> _PROVIDED TEXT_
....

# **Machine Learning Assignment**

**Professor : Mohammad Mahdavi
Module : M606
Student Name : Muhammad Safeer Raza
Student Id : GH1024697**



GitHub Link: https://github.com/Safeer46/Machine-Learning
Dataset Link: https://www.kaggle.com/datasets/tawfikelmetwally/employee-dataset

**The Purpose of this Project is to Evaluate Whether an employee will leave work or not , it is a classification problem , with several attributes determining the final solution.**

In [30]:
import pandas as pd
from google.colab import drive
from sklearn.model_selection import train_test_split as TTS
from sklearn.preprocessing import OneHotEncoder as OHE
from sklearn.preprocessing import StandardScaler as SS
from sklearn.tree import DecisionTreeClassifier
from sklearn.model_selection import GridSearchCV
from sklearn.svm import SVC
from sklearn.ensemble import RandomForestClassifier as RFC
from sklearn.metrics import confusion_matrix as CM
from sklearn.metrics import precision_recall_fscore_support as prfs

In [2]:
epd = pd.read_csv('/content/Employee.csv')

....

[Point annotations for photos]
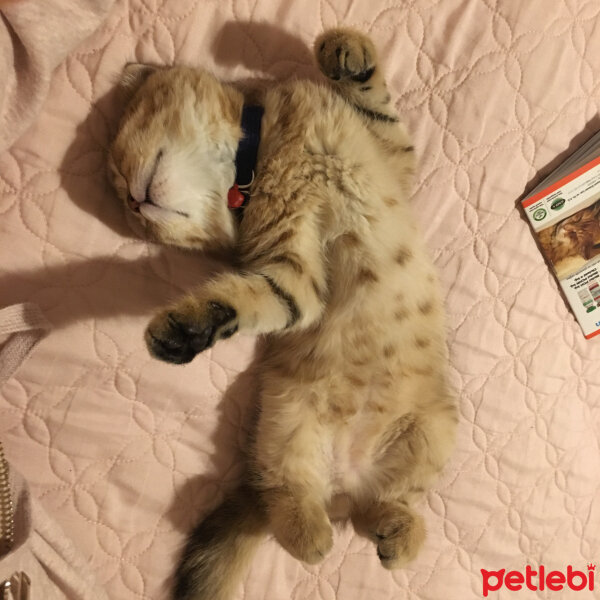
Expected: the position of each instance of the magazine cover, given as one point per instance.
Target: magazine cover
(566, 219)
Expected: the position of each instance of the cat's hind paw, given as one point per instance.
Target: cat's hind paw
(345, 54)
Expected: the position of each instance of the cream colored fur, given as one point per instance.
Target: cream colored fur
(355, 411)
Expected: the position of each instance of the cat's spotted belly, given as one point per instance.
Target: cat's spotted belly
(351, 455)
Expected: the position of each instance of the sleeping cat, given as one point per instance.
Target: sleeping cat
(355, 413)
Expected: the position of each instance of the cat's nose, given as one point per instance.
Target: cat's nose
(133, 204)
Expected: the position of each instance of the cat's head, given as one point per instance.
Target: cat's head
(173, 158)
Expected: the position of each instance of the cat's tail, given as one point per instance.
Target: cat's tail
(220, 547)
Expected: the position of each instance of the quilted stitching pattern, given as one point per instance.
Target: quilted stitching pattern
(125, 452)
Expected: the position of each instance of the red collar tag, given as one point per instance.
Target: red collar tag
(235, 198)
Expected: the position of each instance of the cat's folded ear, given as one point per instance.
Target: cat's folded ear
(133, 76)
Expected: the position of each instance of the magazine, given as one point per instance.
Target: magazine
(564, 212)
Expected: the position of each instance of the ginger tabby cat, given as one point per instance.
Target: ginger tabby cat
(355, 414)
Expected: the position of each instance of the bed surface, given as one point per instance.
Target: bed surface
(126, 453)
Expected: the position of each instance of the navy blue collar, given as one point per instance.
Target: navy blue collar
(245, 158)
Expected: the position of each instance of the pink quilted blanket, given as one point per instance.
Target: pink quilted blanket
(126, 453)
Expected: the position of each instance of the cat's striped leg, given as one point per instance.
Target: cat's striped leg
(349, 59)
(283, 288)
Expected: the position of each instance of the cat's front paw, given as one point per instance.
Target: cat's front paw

....

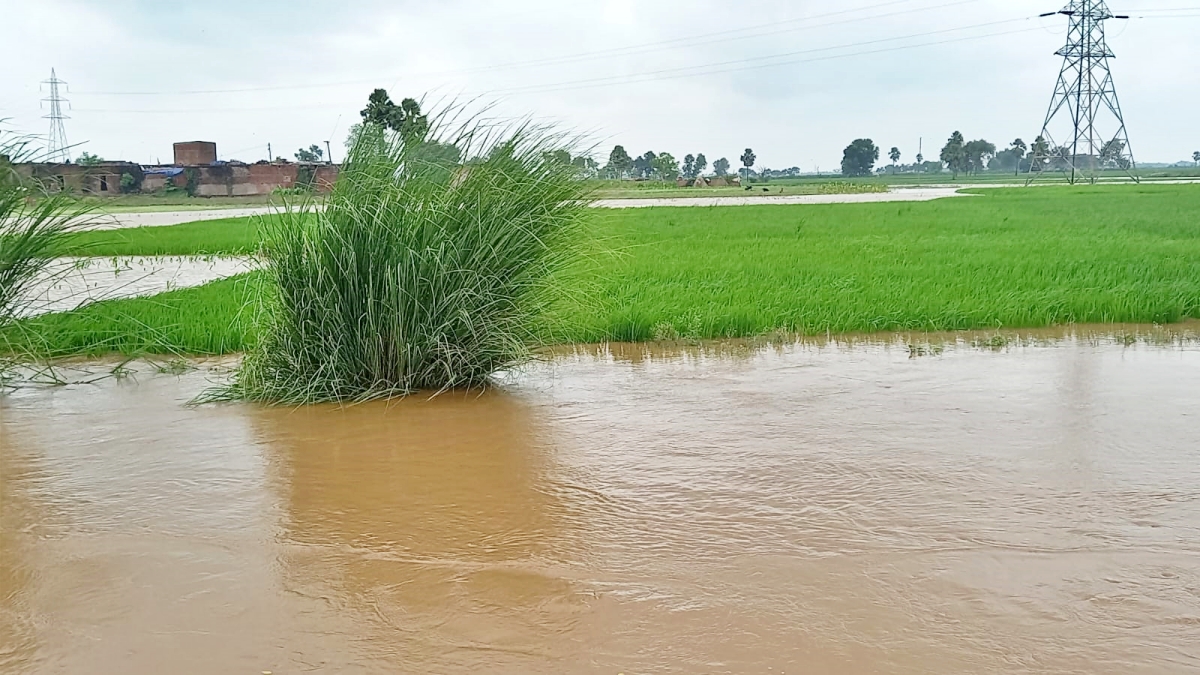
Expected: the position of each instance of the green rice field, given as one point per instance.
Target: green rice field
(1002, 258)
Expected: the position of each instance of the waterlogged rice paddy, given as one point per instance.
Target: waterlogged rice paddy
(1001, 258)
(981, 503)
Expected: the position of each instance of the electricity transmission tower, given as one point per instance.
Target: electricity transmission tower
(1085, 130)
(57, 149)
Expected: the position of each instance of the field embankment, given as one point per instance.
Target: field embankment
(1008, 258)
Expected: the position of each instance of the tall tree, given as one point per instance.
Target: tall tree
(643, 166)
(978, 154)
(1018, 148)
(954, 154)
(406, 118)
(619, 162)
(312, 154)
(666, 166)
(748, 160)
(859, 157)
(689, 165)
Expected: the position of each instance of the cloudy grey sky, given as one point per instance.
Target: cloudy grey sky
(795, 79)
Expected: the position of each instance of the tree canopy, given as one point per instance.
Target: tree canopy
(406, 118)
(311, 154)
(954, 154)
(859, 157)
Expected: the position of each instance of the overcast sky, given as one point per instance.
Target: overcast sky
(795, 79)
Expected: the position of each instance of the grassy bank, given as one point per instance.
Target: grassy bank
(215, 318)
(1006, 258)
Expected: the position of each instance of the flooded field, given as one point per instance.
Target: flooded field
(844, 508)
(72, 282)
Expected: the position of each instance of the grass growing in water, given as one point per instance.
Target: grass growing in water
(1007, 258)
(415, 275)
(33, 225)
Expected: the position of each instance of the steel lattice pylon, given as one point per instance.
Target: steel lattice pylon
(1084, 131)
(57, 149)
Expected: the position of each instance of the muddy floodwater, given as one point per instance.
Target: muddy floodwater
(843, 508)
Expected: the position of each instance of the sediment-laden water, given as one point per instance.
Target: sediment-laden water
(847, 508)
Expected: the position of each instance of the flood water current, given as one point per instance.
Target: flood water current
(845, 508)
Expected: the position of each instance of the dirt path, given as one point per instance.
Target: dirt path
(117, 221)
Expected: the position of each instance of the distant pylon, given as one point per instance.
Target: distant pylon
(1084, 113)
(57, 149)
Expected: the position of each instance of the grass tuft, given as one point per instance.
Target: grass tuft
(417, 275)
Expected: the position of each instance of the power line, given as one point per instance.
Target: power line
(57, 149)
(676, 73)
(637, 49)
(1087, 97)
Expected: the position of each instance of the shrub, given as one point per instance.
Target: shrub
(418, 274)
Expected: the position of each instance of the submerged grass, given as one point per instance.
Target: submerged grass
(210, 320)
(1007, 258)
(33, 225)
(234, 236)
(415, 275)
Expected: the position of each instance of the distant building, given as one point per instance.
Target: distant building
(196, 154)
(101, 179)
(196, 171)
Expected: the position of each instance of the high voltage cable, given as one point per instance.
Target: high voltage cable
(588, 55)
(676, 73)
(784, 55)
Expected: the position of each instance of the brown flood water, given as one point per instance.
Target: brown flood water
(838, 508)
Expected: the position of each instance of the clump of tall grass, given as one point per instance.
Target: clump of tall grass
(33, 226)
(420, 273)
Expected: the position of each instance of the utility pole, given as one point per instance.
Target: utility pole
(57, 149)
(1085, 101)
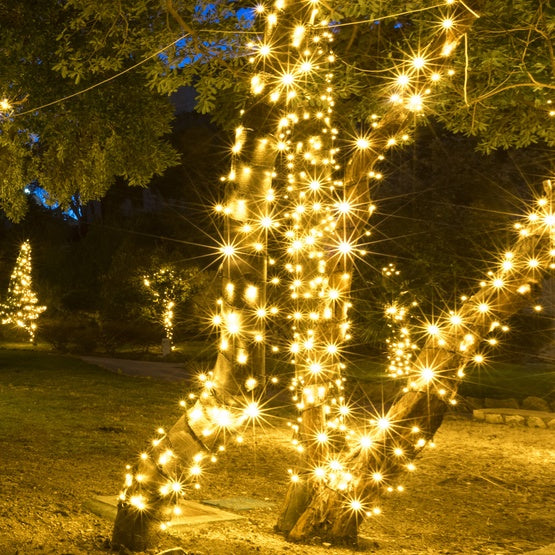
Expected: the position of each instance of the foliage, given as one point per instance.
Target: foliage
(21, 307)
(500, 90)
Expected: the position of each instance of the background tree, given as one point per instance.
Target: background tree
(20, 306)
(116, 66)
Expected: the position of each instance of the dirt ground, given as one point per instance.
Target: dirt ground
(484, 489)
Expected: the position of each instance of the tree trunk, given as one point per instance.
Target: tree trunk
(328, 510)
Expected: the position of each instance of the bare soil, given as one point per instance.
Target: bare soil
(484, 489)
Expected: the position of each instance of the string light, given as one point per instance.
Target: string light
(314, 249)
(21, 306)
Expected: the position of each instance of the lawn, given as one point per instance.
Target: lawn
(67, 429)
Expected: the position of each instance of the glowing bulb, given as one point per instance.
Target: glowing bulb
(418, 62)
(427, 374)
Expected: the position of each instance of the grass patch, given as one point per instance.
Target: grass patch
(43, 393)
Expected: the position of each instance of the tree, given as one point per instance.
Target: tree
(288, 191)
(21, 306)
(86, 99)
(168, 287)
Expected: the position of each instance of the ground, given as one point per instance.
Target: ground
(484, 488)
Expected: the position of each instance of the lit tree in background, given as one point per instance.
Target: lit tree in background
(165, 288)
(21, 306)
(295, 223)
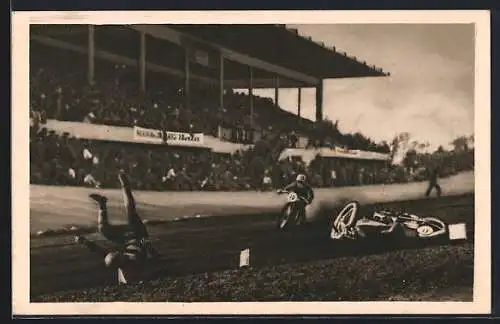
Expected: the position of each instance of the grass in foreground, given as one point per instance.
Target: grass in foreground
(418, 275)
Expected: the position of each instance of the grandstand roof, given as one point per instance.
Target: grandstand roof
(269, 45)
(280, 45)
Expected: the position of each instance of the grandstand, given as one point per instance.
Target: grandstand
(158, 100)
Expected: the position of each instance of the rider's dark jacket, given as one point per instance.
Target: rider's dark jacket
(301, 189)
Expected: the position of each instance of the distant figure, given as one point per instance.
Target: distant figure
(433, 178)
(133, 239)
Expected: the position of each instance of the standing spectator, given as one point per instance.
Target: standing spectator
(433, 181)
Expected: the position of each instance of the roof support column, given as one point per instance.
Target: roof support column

....

> _EXERCISE SET_
a - Using the machine learning assignment, decide whether each statement agrees with it. Answer yes or no for each, and quote the words that decide it.
(i) The dataset used in the assignment is hosted on Kaggle.
(ii) The project is framed as a regression problem.
(iii) RandomForestClassifier is imported under the alias RFC.
b - Answer these questions from the machine learning assignment.
(i) What module is the assignment for?
(ii) What alias is StandardScaler imported as?
(iii) What CSV file path does the read_csv call load?

> _THE ANSWERS_
a -
(i) Yes: "Dataset Link: https://www.kaggle.com/datasets/tawfikelmetwally/employee-dataset"
(ii) No: "it is a classification problem"
(iii) Yes: "from sklearn.ensemble import RandomForestClassifier as RFC"

b -
(i) M606
(ii) SS
(iii) /content/Employee.csv